Abortion is a medical procedure to effect fetal demise (death of the fetus). As with any medically induced chemical or surgical process, patients are advised to understand the risks of complications and/or side-effects.
Below are some questions commonly asked about abortion.
Q: What are the health risks to having an abortion?
A: Risks of any surgical abortion include hemorrhage, infection, infertility, and complications with future pregnancies (i.e. incompetent cervix).
There may be other risks for you including emotional complications. It is best to seek medical advice before proceeding with any type of surgical procedure. Marisol offers a free medical consultation with no further obligation.
Q: Will my life be the same after an abortion?
A: If you are pregnant, your life has changed already. Whether you choose abortion, adoption or parenting, your life will be quite different a year from now compared to today. Take the time to make your best decision. Marisol offers a free pregnancy consultation to fully explore your options.
Q: How are abortions done?
A: The following is a description of the various types of surgical and chemical abortion procedures currently performed in the United States.

**EXERCISES:**
(1) Answer from the abortion FAQ:
(a) Which risks of any surgical abortion does it list?
(b) What three choices does it name for someone who is pregnant?
(c) What kind of consultation does Marisol offer to explore options?
(2) Please extend the abortion FAQ, picking up after its final sentence.
The material after this text comes from a separate source.

**DATA PROVIDED:**
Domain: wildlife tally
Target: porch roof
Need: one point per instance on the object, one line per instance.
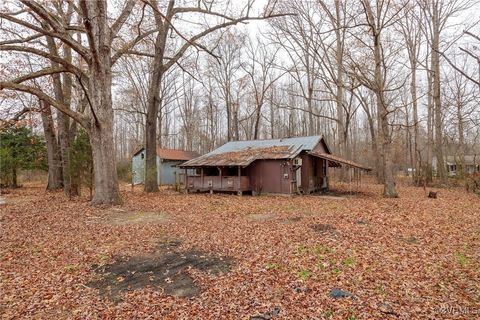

**ANSWERS TO THE EXERCISES:**
(1)
(a) Hemorrhage, infection, infertility, and complications with future pregnancies (i.e. incompetent cervix).
(b) Abortion, adoption or parenting.
(c) A free pregnancy consultation.

(2)
RU-486, or Mifepristone, is a chemical method of inducing abortion. It is taken only when a woman is pregnant, up to seven weeks after the beginning of her last menstrual period.
The drug works by blocking progesterone, a crucial hormone during pregnancy. Without progesterone, the uterine lining does not provide food, fluid and oxygen to the developing fetus.
This procedure requires three visits to the abortion provider. During the first visit a dosage of Mifepristone is taken. Then, two days later, a second drug is taken that stimulates the uterus to contract and expel the fetus. Finally, 12 more days later a follow-up examination is required to ensure the fetus has been expelled.
According to one manufacturer, bleeding and cramping are normal occurrences with this procedure. Side effects may include nausea, headache, vomiting, diarrhea, dizziness, fatigue and back pain. Additionally, one out of 100 women require surgical intervention to stop heavy bleeding. (Ref 1)
(1) "What Every Provider Should Know", MIFEPREX / Danco Laboratories (http://mifeprex.com)
In this method, the cervical muscle is paralyzed and stretched open. A hollow plastic tube with a knifelike edge is inserted into the uterus. Suction is used to remove the fetus, and the placenta is cut from the uterine wall.
Dilation and Curettage (D & C)
This procedure is similar to suction-aspiration, though rather than a suction tube this method relies on a loop-shaped steel knife called a curette. The curette is inserted into the uterus and the fetus and placenta are scraped away. Bleeding can be heavy with this method.
Dilation and Evacuation (D & E)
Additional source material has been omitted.